→ Problems to solve
1. Reproduce the part of the passage on Oklahoma penalties for crimes against vulnerable people starting with "They say she" and going on through "of sound mind.".
2. List the groups of people that the passage on Oklahoma penalties for crimes against vulnerable people names as needing additional safeguards.
3. Go on with the passage on Oklahoma penalties for crimes against vulnerable people, picking up after its final sentence.

→ Text passage
They say she twice tried to close his account before a bank employee contacted the victim's son, who held power of attorney.
In Oklahoma, it is often considered a more heinous criminal offense to victimize a particularly vulnerable person. Children, the disabled, and the elderly are among the groups of people the state considers to be in need of additional safeguards. When a person commits a crime against a member of one of these groups, the penalties are often more severe than if the same crime were committed against an able-bodied adult of sound mind.
Assault and battery, for example, is punishable in most cases by 90 days in jail and a fine of up to $1,000. If assault and battery is committed by "a person of robust health or strength" against a person who is "aged, decrepit, or incapacitated," it is considered aggravated assault and battery, which is a felony punishable by a maximum of five years in prison. If the victim is a child, however, the assault is considered child abuse--a felony punishable by a maximum of life in prison.

→ Recorded information

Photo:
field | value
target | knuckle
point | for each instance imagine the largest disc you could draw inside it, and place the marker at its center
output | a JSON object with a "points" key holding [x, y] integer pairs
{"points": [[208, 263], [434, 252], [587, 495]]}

→ Per-task answers
1.
They say she twice tried to close his account before a bank employee contacted the victim's son, who held power of attorney.
In Oklahoma, it is often considered a more heinous criminal offense to victimize a particularly vulnerable person. Children, the disabled, and the elderly are among the groups of people the state considers to be in need of additional safeguards. When a person commits a crime against a member of one of these groups, the penalties are often more severe than if the same crime were committed against an able-bodied adult of sound mind.

2. Children, the disabled, and the elderly.

3.
Financial exploitation of an elderly adult is similar in holding harsher penalties than typical fraud charges. Fraud, embezzlement, and other theft crimes are often prosecuted and penalized according to the value of the stolen property. In general, fraud that involves $500 or less is a misdemeanor punishable by a maximum of one year in jail; fraud in excess of $500 is a felony punishable a maximum of 10 years in prison.
While fraud can be a misdemeanor, under 21 O.S. § 843.4, financial exploitation of the elderly (defined as anyone aged 62 or older) is a felony. If the value of the assets are less than $100,000 the maximum penalty is 10 years in prison, but if the assets are valued at greater than $100,000, financial exploitation of an elderly person is punishable by 15 years in prison.